Here is the Contravariant
const {contramap: contramapFl, extract } = require('fantasy-land');
const getInstance = (self, constructor) =>
(self instanceof constructor) ?
self :
Object.create(constructor.prototype) ;
// Contra a ~> g: a -> ?
const Contra = function(g){
const self = getInstance(this, Contra)
// :: F a ~> b -> a -> F b [ b -> a -> ? ]
self[contramapFl] = f => Contra( x => g(f(x)) )
self[extract] = g
self['##type'] = 'fs-javascript/contra'
return Object.freeze(self)
}
// UPDATE adding type to constructor
Contra['##type'] = 'fs-javascript/contra'
And my attempt to get the types right
const $ = require('sanctuary-def');
const type = require('sanctuary-type-identifiers');
const Z = require('sanctuary-type-classes') ;
const isContra = x => type (x) === 'fs-javascript/contra'
const ContraType = $.UnaryType(
'fs-javascript/contra',
'http://example.com/fs-javascript#Contra',
isContra,
x => [x[extract]])($.Unknown)
Then my test
const {create, env} = require('sanctuary');
const {contramap} = create({checkTypes: true, env: env.concat(ContraType) });
const isEven = Contra(x => x % 2 === 0) ;
console.log(Z.Contravariant.test(isEven)) // => true
const isLengthEvenContra = contramap(y => y.length, isEven)
const isStringLengthEven = isLengthEvenContra[extract]
console.log(isStringLengthEven("asw")) //=> ERROR
TypeError: Type-variable constraint violation
contramap :: Contravariant f => (b -> a) -> f a -> f b
^
1
1) "fs-javascript/contra" :: String
f => Contra( x => g(f(x)) ) :: Function, (c -> d)
x => x % 2 === 0 :: Function, (c -> d)
Since there is no type of which all the above values are members, the type-variable constraint has been violated.

——————————

• [What to do]:
**1)** Answer these questions about the Contravariant code:
(a) What string is assigned to '##type' on both the instance and the constructor?
(b) What does the comment say the line logging Z.Contravariant.test(isEven) prints?
(c) What error message is shown when isStringLengthEven("asw") is run?
**2)** Rename "getInstance" to "ensureInstance" in the Contravariant code, and write out the part starting with "Here is the" and going on through "instanceof constructor) ?".

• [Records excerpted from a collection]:
——————————

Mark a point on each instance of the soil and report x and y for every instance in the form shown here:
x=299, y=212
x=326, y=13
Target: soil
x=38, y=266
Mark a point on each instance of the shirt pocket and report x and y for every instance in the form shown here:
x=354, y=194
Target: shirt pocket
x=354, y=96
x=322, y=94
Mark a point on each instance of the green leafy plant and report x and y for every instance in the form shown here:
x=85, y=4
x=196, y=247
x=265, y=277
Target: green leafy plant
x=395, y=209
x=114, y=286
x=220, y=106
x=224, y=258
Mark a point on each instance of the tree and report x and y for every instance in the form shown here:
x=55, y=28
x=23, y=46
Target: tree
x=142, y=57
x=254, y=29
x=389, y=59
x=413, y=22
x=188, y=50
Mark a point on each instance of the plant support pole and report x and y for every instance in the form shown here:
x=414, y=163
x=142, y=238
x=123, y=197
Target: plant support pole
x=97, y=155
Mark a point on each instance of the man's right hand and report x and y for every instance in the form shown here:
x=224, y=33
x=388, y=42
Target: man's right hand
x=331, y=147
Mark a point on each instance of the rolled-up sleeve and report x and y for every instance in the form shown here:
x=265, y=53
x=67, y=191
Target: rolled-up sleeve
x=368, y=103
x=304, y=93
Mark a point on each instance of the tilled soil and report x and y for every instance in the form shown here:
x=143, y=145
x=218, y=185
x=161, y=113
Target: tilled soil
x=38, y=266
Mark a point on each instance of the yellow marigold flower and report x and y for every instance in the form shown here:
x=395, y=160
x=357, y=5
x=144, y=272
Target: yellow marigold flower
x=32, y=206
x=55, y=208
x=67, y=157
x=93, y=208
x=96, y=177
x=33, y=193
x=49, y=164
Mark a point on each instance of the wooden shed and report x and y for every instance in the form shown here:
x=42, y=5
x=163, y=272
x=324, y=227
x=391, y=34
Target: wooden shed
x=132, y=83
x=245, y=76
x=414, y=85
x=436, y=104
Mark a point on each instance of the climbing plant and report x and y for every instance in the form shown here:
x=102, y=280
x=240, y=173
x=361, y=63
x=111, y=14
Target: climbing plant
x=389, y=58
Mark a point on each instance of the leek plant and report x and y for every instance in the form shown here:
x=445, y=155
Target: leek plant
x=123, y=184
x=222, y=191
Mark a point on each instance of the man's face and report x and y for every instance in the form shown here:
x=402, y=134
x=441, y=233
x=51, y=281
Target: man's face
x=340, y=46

——————————

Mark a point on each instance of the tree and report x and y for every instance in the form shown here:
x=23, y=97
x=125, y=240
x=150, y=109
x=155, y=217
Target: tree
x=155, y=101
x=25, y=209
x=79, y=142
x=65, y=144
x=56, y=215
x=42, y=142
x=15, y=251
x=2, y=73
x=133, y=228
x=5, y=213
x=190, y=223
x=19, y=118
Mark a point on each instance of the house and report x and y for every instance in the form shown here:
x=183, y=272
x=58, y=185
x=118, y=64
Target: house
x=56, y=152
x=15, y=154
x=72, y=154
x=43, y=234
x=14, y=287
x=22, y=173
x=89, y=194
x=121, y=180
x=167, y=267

——————————

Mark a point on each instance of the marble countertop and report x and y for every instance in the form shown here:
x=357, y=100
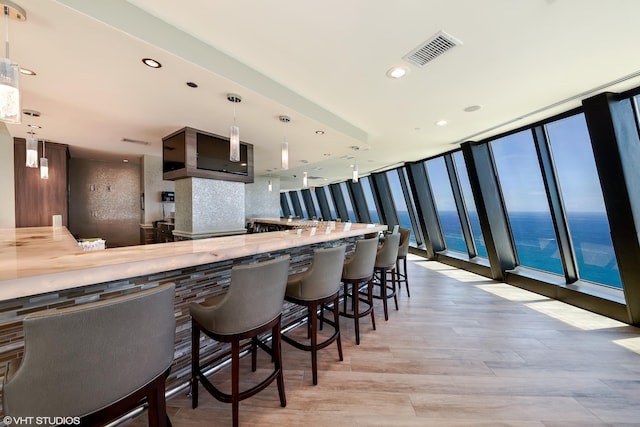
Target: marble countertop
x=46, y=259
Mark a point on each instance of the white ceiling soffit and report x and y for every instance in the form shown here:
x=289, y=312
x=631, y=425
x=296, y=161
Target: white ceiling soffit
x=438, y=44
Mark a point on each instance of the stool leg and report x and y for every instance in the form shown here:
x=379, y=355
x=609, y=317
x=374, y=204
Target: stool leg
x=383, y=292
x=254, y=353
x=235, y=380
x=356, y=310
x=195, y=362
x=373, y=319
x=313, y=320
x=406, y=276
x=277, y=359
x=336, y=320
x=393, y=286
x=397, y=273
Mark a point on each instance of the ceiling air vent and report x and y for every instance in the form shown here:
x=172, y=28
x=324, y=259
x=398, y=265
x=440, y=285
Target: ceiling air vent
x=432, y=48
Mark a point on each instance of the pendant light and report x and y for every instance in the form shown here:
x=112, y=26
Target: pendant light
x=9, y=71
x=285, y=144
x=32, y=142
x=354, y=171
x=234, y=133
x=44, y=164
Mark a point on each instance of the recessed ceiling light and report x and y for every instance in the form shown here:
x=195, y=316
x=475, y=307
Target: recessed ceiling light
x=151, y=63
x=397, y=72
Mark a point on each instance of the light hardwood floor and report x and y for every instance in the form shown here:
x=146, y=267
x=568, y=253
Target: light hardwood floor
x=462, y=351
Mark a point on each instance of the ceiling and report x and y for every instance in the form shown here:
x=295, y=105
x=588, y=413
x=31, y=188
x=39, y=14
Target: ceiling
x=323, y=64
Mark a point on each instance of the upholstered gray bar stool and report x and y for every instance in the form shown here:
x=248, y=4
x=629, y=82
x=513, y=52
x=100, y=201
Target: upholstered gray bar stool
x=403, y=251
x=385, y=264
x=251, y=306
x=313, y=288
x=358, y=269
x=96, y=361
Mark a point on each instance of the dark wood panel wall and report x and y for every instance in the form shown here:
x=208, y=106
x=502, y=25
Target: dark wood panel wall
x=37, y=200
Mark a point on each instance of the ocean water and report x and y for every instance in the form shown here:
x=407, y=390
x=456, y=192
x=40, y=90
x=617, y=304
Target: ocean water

——————————

• [Per-task answers]:
**1)**
(a) 'fs-javascript/contra'
(b) true
(c) TypeError: Type-variable constraint violation

**2)**
Here is the Contravariant
const {contramap: contramapFl, extract } = require('fantasy-land');
const ensureInstance = (self, constructor) =>
(self instanceof constructor) ?